Task objective |
Within the records below, find each line with the word "post" and copy it out.

Listed records |
=== Section Start ===

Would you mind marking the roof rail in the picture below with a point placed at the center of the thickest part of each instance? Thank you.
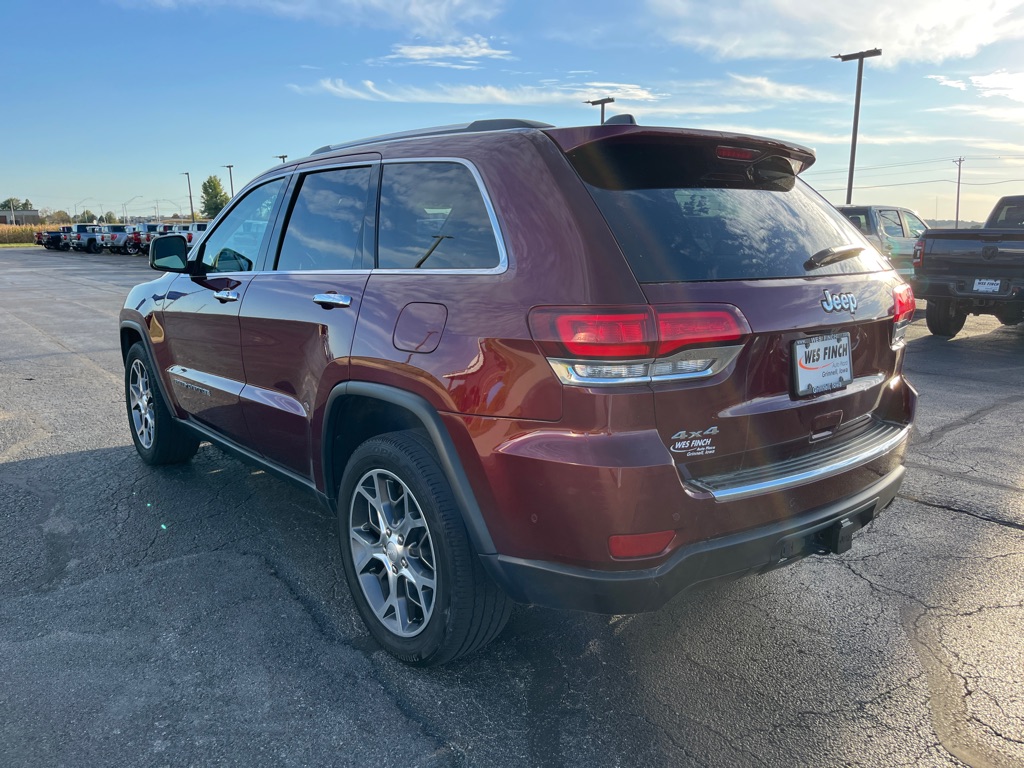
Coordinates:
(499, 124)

=== Section End ===
=== Section Start ===

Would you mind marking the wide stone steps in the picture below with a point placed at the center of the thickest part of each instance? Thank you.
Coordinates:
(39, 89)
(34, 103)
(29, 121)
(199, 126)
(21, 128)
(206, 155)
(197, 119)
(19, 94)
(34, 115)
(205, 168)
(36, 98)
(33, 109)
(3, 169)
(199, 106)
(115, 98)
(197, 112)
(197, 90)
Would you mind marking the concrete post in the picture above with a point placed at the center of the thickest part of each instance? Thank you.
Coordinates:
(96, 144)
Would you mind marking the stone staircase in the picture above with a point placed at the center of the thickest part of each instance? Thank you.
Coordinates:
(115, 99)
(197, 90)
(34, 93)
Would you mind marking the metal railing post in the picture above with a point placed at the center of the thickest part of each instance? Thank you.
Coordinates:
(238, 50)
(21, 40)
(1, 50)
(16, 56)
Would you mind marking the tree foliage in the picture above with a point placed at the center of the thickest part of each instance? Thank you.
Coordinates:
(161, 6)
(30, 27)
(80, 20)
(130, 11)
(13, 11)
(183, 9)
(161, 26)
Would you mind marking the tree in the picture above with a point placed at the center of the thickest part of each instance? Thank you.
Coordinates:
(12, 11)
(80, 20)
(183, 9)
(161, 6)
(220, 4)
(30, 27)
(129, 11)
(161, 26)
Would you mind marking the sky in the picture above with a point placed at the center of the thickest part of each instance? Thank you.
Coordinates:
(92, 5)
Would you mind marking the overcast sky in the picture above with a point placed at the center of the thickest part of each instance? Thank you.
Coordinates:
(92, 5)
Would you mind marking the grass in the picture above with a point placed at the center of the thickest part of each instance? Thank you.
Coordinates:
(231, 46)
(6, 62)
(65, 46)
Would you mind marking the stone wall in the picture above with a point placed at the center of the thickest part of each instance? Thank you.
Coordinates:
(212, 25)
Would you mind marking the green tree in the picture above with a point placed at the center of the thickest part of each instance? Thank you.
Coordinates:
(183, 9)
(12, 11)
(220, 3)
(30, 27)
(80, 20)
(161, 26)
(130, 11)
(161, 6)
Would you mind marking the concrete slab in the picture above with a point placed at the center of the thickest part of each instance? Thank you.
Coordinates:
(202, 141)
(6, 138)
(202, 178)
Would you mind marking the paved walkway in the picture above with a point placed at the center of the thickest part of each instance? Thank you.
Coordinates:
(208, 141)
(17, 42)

=== Section End ===

Output of the exercise |
Would you mind marking the concrete post in the picture above with a point placed at the center of the thickest part of each instance? Thank you.
Would you mind marking the metal railing post in the picture above with a point placed at the center of the thickest part of each instance? Thank you.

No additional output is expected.